— Исходный текст —

_ _ _ _

# Технологии и коммуникации > Софт. Железо > Железо >  11 мая состоится Национальный финал Imagine Cup 2017 – Microsoft объявит победителей

## Labs

11 мая на территории бизнес-инкубатора ПВТ в Минске состоится национальный финал крупнейшего международного технологического конкурса Imagine Cup 2017 под эгидой Microsoft. В региональном туре примут участие выпускники средних школ, которым исполнилось 16 лет, студенты белорусских вузов, магистранты и аспиранты. Каждый год свои проекты представляют тысячи молодых талантов. 30 лучших команд со всего мира отправляются в Сиэтл (США) для того, чтобы побороться за главный приз – $100 000 на дальнейшее развитие проекта. 


В этом году компания Microsoft отменила категории, поэтому у юных программистов появился шанс реализовать любу идею. Обязательные условия, которые должен соблюсти разработчик: инновационный, не похожий на другие, проект и использование при его создании облачных технологий Microsoft Azure и Visual Studio любой версии. Большинство разработок, которые учащиеся продемонстрировали в рамках прошлогоднего конкурса, нашли применение в сфере образования, здравоохранения и других социальных направлениях. 


Участвуя в престижном международном конкурсе, студенты получают возможность представить свои идеи ведущим экспертам, получить ценные призы, начать успешную карьеру, открыть собственный бизнес. Основная цель организаторов – помочь юным талантам раскрыть свой потенциал, реализовать идеи в собственных проектах и представить их специалистам за рубежом. В рамках регионального тура Imagine Cup 2017 экспертное жюри оценит уникальные идеи, инновационные технологические решения, умение достойно представить свои проекты на русском и английском языках.

_ _ _ _

— Приведённые строки —

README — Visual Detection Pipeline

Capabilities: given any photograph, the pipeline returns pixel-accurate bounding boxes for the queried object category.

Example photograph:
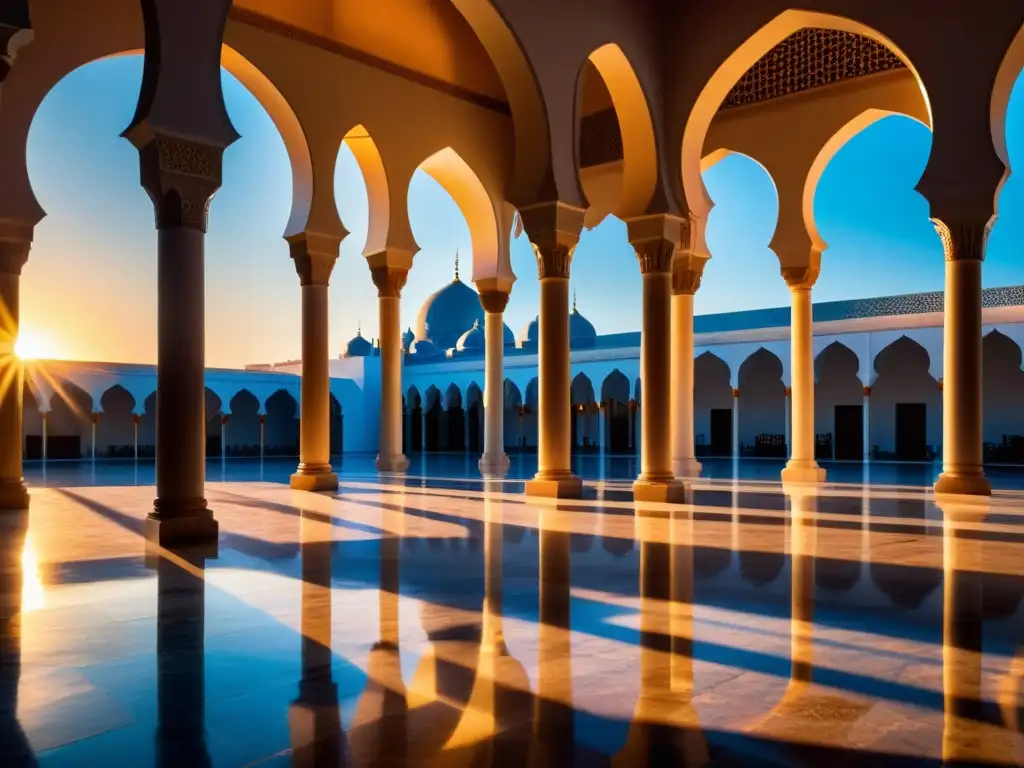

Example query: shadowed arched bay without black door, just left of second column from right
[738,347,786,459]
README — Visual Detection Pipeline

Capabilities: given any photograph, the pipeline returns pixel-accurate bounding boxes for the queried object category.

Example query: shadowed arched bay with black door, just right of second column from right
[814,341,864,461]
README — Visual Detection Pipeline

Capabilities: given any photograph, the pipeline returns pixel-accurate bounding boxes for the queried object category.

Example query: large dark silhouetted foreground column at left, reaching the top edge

_ _ _ _

— Условие задания —
Продолжите заметку о национальном финале Imagine Cup 2017, начав сразу после её последнего предложения. Строки составляют самостоятельный материал и с текстом не связаны.

— Результат выполнения —
Все участники Национального финала получат подарки от Microsoft. Выступающих будут приглашать на сцену по списку, анонсированному перед началом мероприятия. В распоряжении каждой команды 3 минуты на презентацию проекта и 2 минуты на вопросы жюри/зала. После выступлений жюри примет решение и объявит троих победителей. Команда, которая займет первое место, отправится на полуфинал Imagine Cup 2017 в Киев, где примет участие в соревновании между лучшими командами СНГ. Команда, которая победит в полуфинале, поедет в Сиэтл на международный финал Imagine Cup. 


*Программа Imagine Cup 2017* 
15.30 – регистрация участников, welcome coffee
16.00 – выступление директора ПВТ
16.15 – выступления команд
17.15 – coffe-break, совещание жюри
17.30 – объявление результатов
18.00 – окончание


Место проведения Национального финала Imagine Cup 2017 - бизнес-инкубатор ПВТ, г. Минск, ул. Купревича, 1/5.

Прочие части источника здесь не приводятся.